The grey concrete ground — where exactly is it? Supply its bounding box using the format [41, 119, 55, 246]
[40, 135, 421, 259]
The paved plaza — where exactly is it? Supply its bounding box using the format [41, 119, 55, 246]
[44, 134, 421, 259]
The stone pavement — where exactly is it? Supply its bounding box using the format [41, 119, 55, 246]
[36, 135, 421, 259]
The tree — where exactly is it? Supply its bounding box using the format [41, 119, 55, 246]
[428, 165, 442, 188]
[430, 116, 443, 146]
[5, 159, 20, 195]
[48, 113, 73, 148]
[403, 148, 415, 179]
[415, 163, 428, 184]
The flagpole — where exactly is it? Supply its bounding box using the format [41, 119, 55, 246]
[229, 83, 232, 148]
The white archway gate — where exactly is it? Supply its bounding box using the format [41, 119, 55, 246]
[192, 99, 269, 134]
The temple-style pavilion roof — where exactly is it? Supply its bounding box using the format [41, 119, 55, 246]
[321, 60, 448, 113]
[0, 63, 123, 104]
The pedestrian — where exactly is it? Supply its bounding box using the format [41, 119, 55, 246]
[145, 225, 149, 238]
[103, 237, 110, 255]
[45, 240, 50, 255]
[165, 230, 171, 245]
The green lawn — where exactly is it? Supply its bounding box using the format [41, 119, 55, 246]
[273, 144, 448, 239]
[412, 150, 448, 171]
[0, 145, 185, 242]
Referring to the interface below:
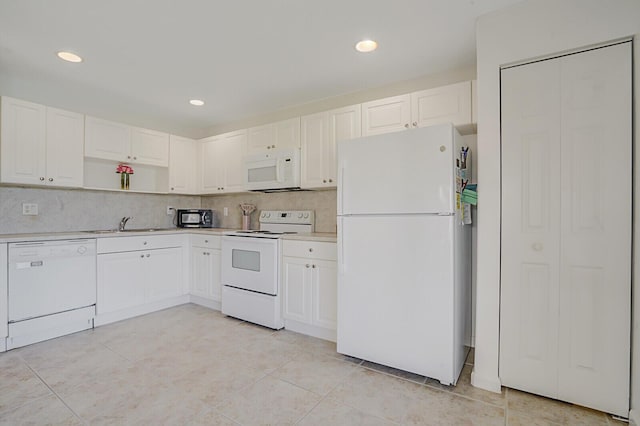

• • • •

◆ Required task:
Convert each line of the records above into a row of a Markdown table with the columns "No." and "Line," skipping blank lines. Leave the pictures out.

◆ Response to this task:
| No. | Line |
|---|---|
| 1 | The grey concrete ground — where exactly is it? Supply its bounding box using the format [41, 119, 55, 246] |
| 2 | [40, 135, 421, 259] |
| 3 | The paved plaza — where exactly is it? Supply its bounding box using the format [41, 119, 55, 246] |
| 4 | [44, 134, 421, 259] |
| 5 | The stone pavement — where exactly is it? Supply its bounding box using the format [41, 119, 55, 246] |
| 6 | [36, 135, 421, 259] |
| 7 | The tree — where exactly is it? Supply its bounding box using the format [41, 119, 55, 246] |
| 8 | [428, 165, 442, 188] |
| 9 | [430, 116, 443, 146] |
| 10 | [5, 159, 20, 195] |
| 11 | [48, 113, 73, 148] |
| 12 | [403, 148, 415, 179] |
| 13 | [415, 163, 428, 184] |
| 14 | The flagpole — where exactly is it? Supply its bounding box using the format [41, 119, 55, 246] |
| 15 | [229, 83, 232, 148] |
| 16 | The white archway gate — where exactly is it? Supply its bounding box using the format [41, 119, 55, 246] |
| 17 | [192, 99, 269, 134] |
| 18 | The temple-style pavilion roof — where exactly is it? Supply its bounding box using the format [41, 119, 55, 246] |
| 19 | [321, 60, 448, 113] |
| 20 | [0, 63, 123, 104] |
| 21 | The pedestrian — where exactly is it? Supply its bounding box using the format [41, 119, 55, 246] |
| 22 | [145, 225, 149, 238] |
| 23 | [103, 237, 110, 255] |
| 24 | [45, 240, 50, 255] |
| 25 | [165, 230, 171, 245] |
| 26 | The green lawn — where exactly is it? Supply its bounding box using the format [41, 119, 55, 246] |
| 27 | [273, 144, 448, 239] |
| 28 | [412, 150, 448, 171] |
| 29 | [0, 145, 185, 242] |
| 30 | Referring to the interface below: |